__Task requirements__
A faithful transcription of all lines below is the expected answer.

[Referring expression pointing data]
+ + + +
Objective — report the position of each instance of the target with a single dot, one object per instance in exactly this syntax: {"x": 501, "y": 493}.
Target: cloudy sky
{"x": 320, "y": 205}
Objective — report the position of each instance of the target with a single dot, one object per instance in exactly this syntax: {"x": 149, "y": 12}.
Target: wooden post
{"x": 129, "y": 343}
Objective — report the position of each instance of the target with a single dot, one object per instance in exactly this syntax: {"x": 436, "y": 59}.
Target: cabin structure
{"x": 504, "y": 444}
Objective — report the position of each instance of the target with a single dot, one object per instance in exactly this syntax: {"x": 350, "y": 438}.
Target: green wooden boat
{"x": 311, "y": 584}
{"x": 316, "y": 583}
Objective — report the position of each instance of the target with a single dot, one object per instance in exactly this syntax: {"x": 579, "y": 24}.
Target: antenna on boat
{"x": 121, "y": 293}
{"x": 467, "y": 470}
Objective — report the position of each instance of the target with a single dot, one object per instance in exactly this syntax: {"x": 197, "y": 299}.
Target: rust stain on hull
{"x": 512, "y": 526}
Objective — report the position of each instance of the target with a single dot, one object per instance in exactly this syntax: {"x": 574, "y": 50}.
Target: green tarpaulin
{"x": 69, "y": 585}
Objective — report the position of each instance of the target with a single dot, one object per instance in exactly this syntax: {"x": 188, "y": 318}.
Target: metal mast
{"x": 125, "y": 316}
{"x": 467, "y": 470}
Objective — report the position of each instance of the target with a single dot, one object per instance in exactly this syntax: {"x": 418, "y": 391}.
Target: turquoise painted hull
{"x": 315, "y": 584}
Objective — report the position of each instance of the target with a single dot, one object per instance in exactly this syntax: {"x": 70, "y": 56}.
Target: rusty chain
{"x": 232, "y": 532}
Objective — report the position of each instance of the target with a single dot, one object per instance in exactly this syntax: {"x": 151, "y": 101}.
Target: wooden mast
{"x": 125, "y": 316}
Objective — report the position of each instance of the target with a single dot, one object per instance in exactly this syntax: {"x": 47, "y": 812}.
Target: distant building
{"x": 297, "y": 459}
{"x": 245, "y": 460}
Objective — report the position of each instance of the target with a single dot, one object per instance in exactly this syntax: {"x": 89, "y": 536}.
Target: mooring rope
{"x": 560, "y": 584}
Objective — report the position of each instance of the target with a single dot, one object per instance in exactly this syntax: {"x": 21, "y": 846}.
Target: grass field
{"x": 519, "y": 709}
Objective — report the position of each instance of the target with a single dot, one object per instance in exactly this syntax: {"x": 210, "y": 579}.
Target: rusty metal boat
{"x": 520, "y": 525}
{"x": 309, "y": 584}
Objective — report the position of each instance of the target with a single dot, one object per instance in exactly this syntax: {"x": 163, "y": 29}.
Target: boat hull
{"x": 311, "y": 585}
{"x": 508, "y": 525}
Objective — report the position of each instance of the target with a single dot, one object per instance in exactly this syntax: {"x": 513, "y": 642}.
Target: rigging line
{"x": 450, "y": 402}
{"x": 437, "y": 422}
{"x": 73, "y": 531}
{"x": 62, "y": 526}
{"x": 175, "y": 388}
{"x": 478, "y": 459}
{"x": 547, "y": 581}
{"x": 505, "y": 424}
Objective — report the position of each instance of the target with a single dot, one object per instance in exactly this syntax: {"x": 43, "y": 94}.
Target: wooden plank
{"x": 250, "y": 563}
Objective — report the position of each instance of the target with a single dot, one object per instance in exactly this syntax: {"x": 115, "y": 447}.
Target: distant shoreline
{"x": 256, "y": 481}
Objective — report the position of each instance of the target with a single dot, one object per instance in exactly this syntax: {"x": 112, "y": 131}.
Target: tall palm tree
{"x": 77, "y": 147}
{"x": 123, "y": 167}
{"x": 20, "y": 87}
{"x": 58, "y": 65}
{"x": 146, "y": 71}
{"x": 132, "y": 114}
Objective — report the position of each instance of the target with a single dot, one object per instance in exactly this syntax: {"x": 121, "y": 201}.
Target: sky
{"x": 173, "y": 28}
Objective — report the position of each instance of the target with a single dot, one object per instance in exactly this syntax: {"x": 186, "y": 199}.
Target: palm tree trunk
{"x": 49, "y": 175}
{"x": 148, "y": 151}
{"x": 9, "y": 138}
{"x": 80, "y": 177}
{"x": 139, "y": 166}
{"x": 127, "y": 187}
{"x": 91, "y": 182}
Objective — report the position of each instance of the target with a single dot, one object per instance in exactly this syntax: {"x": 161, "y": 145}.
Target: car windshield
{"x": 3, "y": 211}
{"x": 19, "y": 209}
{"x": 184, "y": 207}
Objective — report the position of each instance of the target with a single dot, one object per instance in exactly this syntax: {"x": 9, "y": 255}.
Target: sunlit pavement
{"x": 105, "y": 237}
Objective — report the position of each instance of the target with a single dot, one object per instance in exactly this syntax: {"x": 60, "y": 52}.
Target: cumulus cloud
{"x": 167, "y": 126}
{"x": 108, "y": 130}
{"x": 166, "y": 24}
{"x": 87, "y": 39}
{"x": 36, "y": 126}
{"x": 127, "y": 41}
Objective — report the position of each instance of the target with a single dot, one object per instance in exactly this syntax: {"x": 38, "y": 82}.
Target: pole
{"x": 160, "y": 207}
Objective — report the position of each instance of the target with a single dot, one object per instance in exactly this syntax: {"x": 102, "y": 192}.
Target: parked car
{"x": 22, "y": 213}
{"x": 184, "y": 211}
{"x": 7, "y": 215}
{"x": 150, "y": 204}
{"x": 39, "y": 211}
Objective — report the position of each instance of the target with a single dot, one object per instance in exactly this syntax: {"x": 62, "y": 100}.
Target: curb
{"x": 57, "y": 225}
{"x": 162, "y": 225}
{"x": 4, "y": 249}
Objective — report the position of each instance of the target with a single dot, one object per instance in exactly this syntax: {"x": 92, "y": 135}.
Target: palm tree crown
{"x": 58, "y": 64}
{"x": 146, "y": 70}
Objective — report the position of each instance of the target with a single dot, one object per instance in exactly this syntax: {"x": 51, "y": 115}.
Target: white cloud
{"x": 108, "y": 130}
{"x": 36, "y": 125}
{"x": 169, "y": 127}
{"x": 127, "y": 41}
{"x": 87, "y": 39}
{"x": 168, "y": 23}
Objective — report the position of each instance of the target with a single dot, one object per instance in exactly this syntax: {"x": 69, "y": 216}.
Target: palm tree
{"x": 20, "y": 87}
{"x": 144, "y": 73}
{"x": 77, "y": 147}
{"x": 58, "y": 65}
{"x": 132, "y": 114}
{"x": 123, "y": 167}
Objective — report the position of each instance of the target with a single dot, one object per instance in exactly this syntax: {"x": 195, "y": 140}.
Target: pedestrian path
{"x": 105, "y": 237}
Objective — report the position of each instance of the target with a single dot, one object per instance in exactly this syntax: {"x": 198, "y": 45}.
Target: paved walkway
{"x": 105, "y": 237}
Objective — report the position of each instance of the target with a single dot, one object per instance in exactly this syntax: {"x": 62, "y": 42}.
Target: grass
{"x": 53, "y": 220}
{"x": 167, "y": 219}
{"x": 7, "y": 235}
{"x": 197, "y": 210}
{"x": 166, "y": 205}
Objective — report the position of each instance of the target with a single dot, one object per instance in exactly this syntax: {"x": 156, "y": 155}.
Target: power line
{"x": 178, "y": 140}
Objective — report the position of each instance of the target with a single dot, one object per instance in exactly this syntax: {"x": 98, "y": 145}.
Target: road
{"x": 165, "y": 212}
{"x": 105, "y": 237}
+ + + +
__Response box__
Objective — report the position of each instance of the target with a single dot, one object per instance in exactly this syntax: {"x": 501, "y": 493}.
Target: cloudy sky
{"x": 320, "y": 205}
Objective — report the position of each instance of the target with a single dot, one object per instance in exactly this syntax: {"x": 149, "y": 12}.
Target: wooden post
{"x": 129, "y": 343}
Objective — report the position of each instance of the target with a single dot, one object per instance in exactly this syntax: {"x": 436, "y": 59}.
Target: cabin structure
{"x": 504, "y": 444}
Objective — report the position of each instance of the target with a single dot, one object per instance in exactly this syntax: {"x": 350, "y": 438}.
Target: green wooden boat
{"x": 311, "y": 584}
{"x": 316, "y": 583}
Objective — report the position of each instance of the target with a single dot, one object per instance in exactly this syntax: {"x": 579, "y": 24}.
Target: antenna on boat
{"x": 121, "y": 293}
{"x": 467, "y": 470}
Objective — report the position of each instance of the target with a single dot, one object per instance in exactly this syntax: {"x": 197, "y": 299}.
Target: rust stain on hull
{"x": 512, "y": 526}
Objective — report the position of each instance of the target with a single dot, one object per instance in exactly this syntax: {"x": 574, "y": 50}.
Target: green tarpaulin
{"x": 69, "y": 585}
Objective — report the position of each instance of the target with a single dot, one object per instance in exactly this syntax: {"x": 188, "y": 318}.
Target: metal mast
{"x": 125, "y": 316}
{"x": 467, "y": 470}
Objective — report the position of each instance of the target with a single dot, one object per instance in exactly this syntax: {"x": 418, "y": 391}.
Target: turquoise painted hull
{"x": 315, "y": 584}
Objective — report the position of each instance of the target with a single dot, one object per instance in exactly this syntax: {"x": 70, "y": 56}.
Target: rusty chain
{"x": 232, "y": 532}
Objective — report the position of each instance of the target with a single dot, one object per instance in exactly this syntax: {"x": 151, "y": 101}.
Target: wooden mast
{"x": 125, "y": 316}
Objective — report the position of each instance of the target with a single dot, one object per instance in exactly this syntax: {"x": 47, "y": 812}.
Target: distant building
{"x": 297, "y": 459}
{"x": 245, "y": 460}
Objective — report the position of each instance of the target with a single dot, one object per instance in exactly this syntax: {"x": 89, "y": 536}.
Target: mooring rope
{"x": 560, "y": 584}
Objective — report the position of each instance of the target with a single dot, one object per instance in exactly this syntax: {"x": 21, "y": 846}.
Target: grass field
{"x": 519, "y": 709}
Objective — report the position of each instance of the target with a single dot, one object per instance in exactly this syntax: {"x": 210, "y": 579}.
Target: rusty metal boat
{"x": 520, "y": 525}
{"x": 309, "y": 584}
Objective — report the position of each instance of the target with a single dot, one object per instance in exactly this syntax: {"x": 163, "y": 29}.
Target: boat hull
{"x": 311, "y": 585}
{"x": 508, "y": 525}
Objective — report the position of each instance of the target with a single dot, one object per instance in exactly this syntax: {"x": 513, "y": 642}.
Target: rigging line
{"x": 450, "y": 402}
{"x": 437, "y": 422}
{"x": 73, "y": 531}
{"x": 62, "y": 526}
{"x": 175, "y": 388}
{"x": 478, "y": 459}
{"x": 547, "y": 581}
{"x": 505, "y": 424}
Objective — report the position of each instance of the target with a single dot, one object per instance in exactly this syntax: {"x": 43, "y": 94}.
Target: wooden plank
{"x": 250, "y": 563}
Objective — report the position of each instance of the target with a single dot, one object per instance in exactly this syntax: {"x": 115, "y": 447}.
Target: distant shoreline
{"x": 256, "y": 481}
Objective — report the position of each instance of the target with a single dot, one object per instance in exactly this syntax: {"x": 112, "y": 131}.
Target: tall palm tree
{"x": 77, "y": 147}
{"x": 123, "y": 167}
{"x": 20, "y": 87}
{"x": 58, "y": 65}
{"x": 146, "y": 71}
{"x": 132, "y": 114}
Objective — report the position of each instance of the target with a single dot, one object per instance in exactly this syntax: {"x": 121, "y": 201}.
Target: sky
{"x": 173, "y": 28}
Objective — report the position of each instance of the target with a single dot, one object per instance in exactly this syntax: {"x": 186, "y": 199}.
Target: palm tree trunk
{"x": 49, "y": 175}
{"x": 148, "y": 151}
{"x": 9, "y": 138}
{"x": 80, "y": 177}
{"x": 139, "y": 166}
{"x": 127, "y": 187}
{"x": 91, "y": 182}
Objective — report the position of each instance of the target with a single dot, one object per instance in exactly this syntax: {"x": 161, "y": 145}.
Target: car windshield
{"x": 3, "y": 211}
{"x": 19, "y": 209}
{"x": 184, "y": 207}
Objective — report the position of each instance of the target with a single dot, one object per instance in exactly this syntax: {"x": 9, "y": 255}.
Target: sunlit pavement
{"x": 105, "y": 237}
Objective — report the position of each instance of the target with a single dot, one object per instance in exactly this syntax: {"x": 60, "y": 52}.
Target: cumulus cloud
{"x": 167, "y": 126}
{"x": 108, "y": 130}
{"x": 166, "y": 24}
{"x": 87, "y": 39}
{"x": 36, "y": 126}
{"x": 127, "y": 41}
Objective — report the position of each instance of the target with a single dot, one object per instance in exactly this syntax: {"x": 38, "y": 82}.
Target: pole
{"x": 160, "y": 207}
Objective — report the position of each instance of the target with a single dot, one object per instance in exactly this syntax: {"x": 102, "y": 192}.
Target: parked car
{"x": 22, "y": 213}
{"x": 184, "y": 211}
{"x": 7, "y": 215}
{"x": 150, "y": 204}
{"x": 39, "y": 211}
Objective — report the position of each instance of the target with a single dot, one object per instance in exactly this syntax: {"x": 62, "y": 100}.
Target: curb
{"x": 57, "y": 225}
{"x": 162, "y": 225}
{"x": 4, "y": 249}
Objective — report the position of each instance of the target with a single dot, one object per instance in exactly this syntax: {"x": 92, "y": 135}.
Target: palm tree crown
{"x": 58, "y": 64}
{"x": 146, "y": 70}
Objective — report the position of each instance of the target with a single dot, one object per instance in exactly this syntax: {"x": 51, "y": 115}.
Target: white cloud
{"x": 108, "y": 130}
{"x": 36, "y": 125}
{"x": 169, "y": 127}
{"x": 127, "y": 41}
{"x": 87, "y": 39}
{"x": 168, "y": 23}
Objective — report the position of each instance of the target with a single dot, one object per instance in exactly this syntax: {"x": 69, "y": 216}.
Target: palm tree
{"x": 20, "y": 87}
{"x": 144, "y": 73}
{"x": 77, "y": 147}
{"x": 58, "y": 65}
{"x": 132, "y": 114}
{"x": 123, "y": 167}
Objective — report the position of each instance of the target with a single dot, one object per instance in exactly this syntax: {"x": 195, "y": 140}.
Target: pedestrian path
{"x": 105, "y": 237}
Objective — report the position of each instance of the target with a single dot, one object per instance in exactly this syntax: {"x": 198, "y": 45}.
Target: paved walkway
{"x": 105, "y": 237}
Objective — report the position of each instance of the target with a single dot, one object per instance in exactly this syntax: {"x": 62, "y": 42}.
Target: grass
{"x": 53, "y": 220}
{"x": 167, "y": 219}
{"x": 7, "y": 235}
{"x": 197, "y": 210}
{"x": 166, "y": 205}
Objective — report the position of each instance of the target with a single dot, one object per instance in exactly this syntax: {"x": 156, "y": 155}.
Target: power line
{"x": 178, "y": 140}
Objective — report the position of each instance of the target with a single dot, one object per instance in exactly this syntax: {"x": 98, "y": 145}.
Target: road
{"x": 165, "y": 212}
{"x": 105, "y": 237}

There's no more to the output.